What you are asked to do:
In the cybercrime losses text below, what estimated amount did healthcare organizations pay in ransom demands and recovery costs during 2025?

Supplied text:

..........

The healthcare sector experienced particularly severe impacts, with ransomware attacks and data breaches affecting hospitals, clinics, and medical practices nationwide. The FBI reported that healthcare organizations paid an estimated $2.3 billion in ransom demands and recovery costs during 2025, often choosing to pay attackers rather than risk patient safety during extended system outages.

Financial services companies, despite having robust security infrastructure, still faced significant losses from sophisticated attacks targeting customer accounts and internal systems. The report indicates that even institutions with advanced fraud detection systems struggled against evolving attack techniques that exploited zero-day vulnerabilities and social engineering tactics.

FBI Recommends Multi-Layered Defense Strategy

The FBI's report emphasizes that preventing these massive financial losses requires a comprehensive approach combining technical controls, user education, and incident response planning. Organizations should implement multi-factor authentication across all systems, particularly for email accounts and financial applications that handle wire transfers or sensitive customer data. The Microsoft Security Response Center provides detailed guidance on securing enterprise email systems against BEC attacks.

For investment fraud prevention, the FBI recommends that individuals verify any investment opportunity through official regulatory databases before committing funds. The Securities and Exchange Commission maintains public records of registered investment advisors, and the Commodity Futures Trading Commission tracks legitimate commodity trading platforms. Victims should be particularly wary of unsolicited investment offers received through social media, email, or cold calls.

..........

Stored records:

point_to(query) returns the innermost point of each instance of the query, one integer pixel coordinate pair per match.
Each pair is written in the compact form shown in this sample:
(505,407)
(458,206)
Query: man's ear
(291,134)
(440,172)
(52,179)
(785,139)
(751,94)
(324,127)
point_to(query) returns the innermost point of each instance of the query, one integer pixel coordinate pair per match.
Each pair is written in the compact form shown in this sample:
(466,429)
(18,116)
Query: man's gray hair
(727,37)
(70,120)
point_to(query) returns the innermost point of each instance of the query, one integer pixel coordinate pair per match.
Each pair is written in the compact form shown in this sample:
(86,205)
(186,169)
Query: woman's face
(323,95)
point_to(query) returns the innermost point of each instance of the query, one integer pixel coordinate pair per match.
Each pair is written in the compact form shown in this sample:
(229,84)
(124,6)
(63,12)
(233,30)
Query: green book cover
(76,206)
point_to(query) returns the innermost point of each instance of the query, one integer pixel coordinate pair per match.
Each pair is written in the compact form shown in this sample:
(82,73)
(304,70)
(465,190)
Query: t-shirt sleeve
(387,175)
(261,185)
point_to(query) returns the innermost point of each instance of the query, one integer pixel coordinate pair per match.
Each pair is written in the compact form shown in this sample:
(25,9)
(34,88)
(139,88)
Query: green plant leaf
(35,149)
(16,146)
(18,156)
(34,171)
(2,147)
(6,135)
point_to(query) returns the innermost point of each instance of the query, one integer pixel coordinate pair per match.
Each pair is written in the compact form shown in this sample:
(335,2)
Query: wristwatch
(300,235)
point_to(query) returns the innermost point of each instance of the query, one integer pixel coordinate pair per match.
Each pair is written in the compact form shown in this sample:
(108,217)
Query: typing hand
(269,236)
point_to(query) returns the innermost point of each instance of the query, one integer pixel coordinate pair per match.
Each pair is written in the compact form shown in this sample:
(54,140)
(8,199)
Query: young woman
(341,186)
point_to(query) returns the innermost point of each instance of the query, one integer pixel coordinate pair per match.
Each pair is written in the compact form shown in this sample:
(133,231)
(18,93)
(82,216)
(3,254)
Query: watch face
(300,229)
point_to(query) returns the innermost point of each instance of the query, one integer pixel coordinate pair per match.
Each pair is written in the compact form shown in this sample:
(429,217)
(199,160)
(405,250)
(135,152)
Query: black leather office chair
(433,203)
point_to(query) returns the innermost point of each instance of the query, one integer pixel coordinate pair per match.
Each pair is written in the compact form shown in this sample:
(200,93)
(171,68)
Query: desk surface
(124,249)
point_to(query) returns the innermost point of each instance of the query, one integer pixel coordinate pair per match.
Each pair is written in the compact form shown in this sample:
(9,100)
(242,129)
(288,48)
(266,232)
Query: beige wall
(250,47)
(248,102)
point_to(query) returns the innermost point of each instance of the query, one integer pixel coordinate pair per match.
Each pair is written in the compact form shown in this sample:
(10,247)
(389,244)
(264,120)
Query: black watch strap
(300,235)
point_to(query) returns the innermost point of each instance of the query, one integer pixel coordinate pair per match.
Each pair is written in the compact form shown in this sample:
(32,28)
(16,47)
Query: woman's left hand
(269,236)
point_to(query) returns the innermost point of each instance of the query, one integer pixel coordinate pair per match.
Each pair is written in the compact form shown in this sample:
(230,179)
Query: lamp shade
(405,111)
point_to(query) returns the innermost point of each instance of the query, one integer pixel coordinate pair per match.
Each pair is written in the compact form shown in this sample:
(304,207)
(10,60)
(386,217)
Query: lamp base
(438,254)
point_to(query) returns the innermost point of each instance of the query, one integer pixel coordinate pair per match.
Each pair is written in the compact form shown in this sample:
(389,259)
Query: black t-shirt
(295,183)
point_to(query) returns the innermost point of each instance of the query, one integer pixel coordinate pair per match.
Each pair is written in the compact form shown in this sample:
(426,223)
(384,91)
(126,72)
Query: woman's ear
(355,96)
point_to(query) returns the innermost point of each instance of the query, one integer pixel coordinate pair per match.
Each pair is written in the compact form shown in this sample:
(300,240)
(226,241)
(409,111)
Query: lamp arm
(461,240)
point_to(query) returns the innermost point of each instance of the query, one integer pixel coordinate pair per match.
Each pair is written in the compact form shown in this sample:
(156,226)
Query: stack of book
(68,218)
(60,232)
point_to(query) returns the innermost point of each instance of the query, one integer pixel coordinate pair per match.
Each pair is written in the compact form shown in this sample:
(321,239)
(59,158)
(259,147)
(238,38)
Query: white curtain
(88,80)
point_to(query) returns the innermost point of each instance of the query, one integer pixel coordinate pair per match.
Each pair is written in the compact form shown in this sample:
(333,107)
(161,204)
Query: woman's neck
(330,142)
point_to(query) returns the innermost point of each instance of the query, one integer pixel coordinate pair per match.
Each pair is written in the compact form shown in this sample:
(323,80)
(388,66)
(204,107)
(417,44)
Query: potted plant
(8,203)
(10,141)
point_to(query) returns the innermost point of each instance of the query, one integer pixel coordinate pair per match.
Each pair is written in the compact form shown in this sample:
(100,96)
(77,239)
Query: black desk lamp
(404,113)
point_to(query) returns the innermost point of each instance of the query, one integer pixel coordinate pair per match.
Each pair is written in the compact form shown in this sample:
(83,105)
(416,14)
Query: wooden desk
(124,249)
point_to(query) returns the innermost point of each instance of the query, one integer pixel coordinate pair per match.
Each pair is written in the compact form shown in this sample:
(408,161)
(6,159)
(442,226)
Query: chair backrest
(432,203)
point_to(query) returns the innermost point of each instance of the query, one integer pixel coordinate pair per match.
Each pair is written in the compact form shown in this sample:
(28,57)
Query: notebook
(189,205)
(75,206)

..........

Response:
An estimated $2.3 billion.